Reputation: 403
How can I print the next line from the text that I extracted from a PDF using pdfPlumber extract.text function?
I have tried line.next() but it does not work.
The actual job name is on the line after the "Job Name". As per example below.
Job Name
Albany Mall Development
My code as per below.
jobName_re = re.compile(r'(Job Name)')
siteAddress_re = re.compile(r'(Wellington\s)(.+)')
file = 'invoices.pdf'
lines = []
with pdfplumber.open(file) as myPdf:
for page in myPdf.pages:
text = page.extract_text()
for line in text.split('\n'):
jobName = jobName_re.search(line)
siteAddress = siteAddress_re.search(line)
if jobName:
print('The next line that follows Job Name is', line.next())
elif siteAddress:
print(siteAddress.group(1))
Upvotes: 1
Views: 1638
Reputation: 20640
You have several options.
You could switch to using an integer index to loop through the records:
lines = text.split('\n')
for i in range(len(lines)):
line = lines[i]
Then you can access lines[i+1]
.

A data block
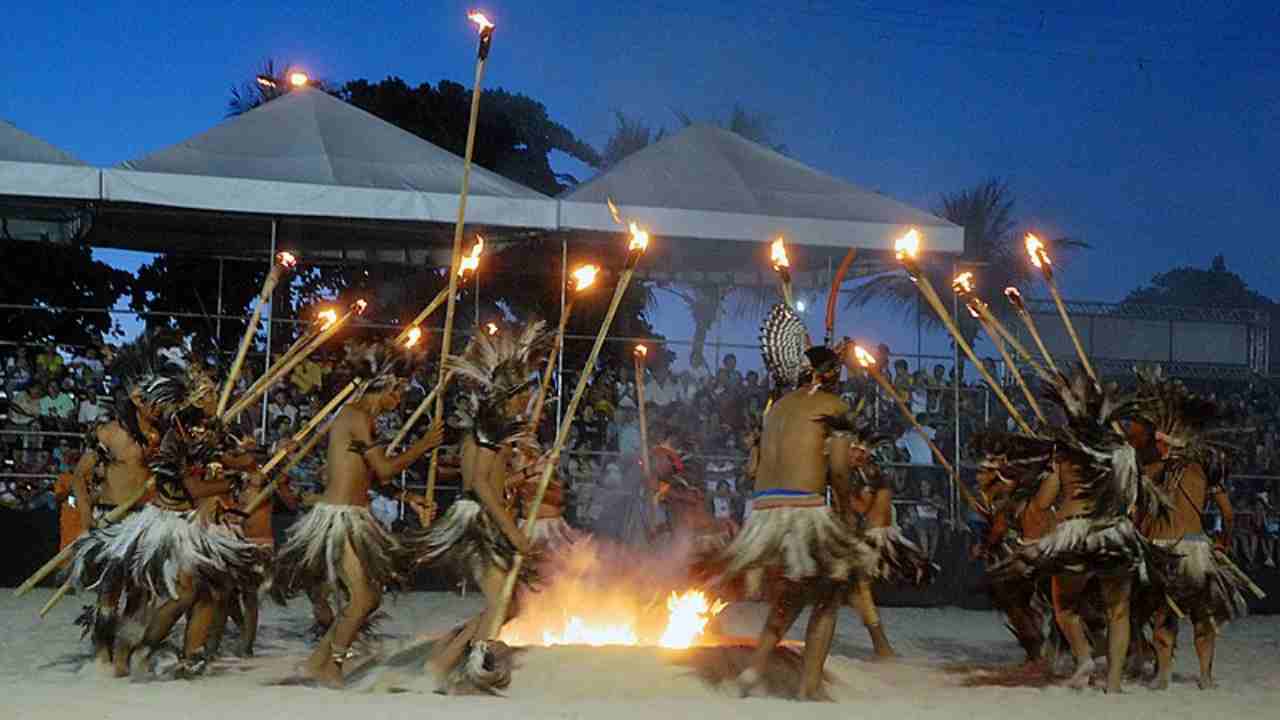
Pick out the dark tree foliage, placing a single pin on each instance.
(56, 276)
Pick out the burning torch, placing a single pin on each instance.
(636, 247)
(283, 261)
(1041, 259)
(963, 287)
(581, 279)
(908, 247)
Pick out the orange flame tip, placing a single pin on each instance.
(1036, 249)
(778, 255)
(639, 238)
(415, 335)
(909, 245)
(584, 277)
(480, 19)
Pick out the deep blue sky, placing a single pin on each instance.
(1152, 131)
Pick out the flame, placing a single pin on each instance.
(864, 359)
(415, 335)
(1036, 249)
(909, 245)
(595, 602)
(471, 261)
(688, 618)
(584, 277)
(480, 21)
(778, 255)
(639, 238)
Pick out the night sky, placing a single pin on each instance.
(1152, 131)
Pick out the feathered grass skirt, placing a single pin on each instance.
(149, 550)
(900, 560)
(1088, 546)
(314, 548)
(796, 543)
(1205, 583)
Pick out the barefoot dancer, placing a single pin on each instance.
(1095, 487)
(1205, 584)
(478, 536)
(794, 550)
(339, 543)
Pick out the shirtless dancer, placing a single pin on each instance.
(110, 472)
(794, 550)
(478, 534)
(339, 542)
(1093, 488)
(1206, 586)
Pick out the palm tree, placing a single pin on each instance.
(991, 249)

Problem statement>
Carry the forum thread about reading the next line of pdfPlumber text forward from its last line. None of the rows above is needed.

Output for this exercise>
Set a flag to say you've seen the heading for job name, then pick it up next time round the loop. Something like this:
last_was_job_heading = False
for line in text.split('\n'):
siteAddress = siteAddress_re.search(line)
if last_was_job_heading:
print('The next line that follows Job Name is', line)
elif siteAddress:
print(siteAddress.group(1))
last_was_job_heading = jobName_re.search(line)
Don't split the text into lines at all. Instead use smarter regular expressions to parse multiple lines at once.
Use a parsing library of some sort instead of regular expressions. That's probably overkill in this simple case.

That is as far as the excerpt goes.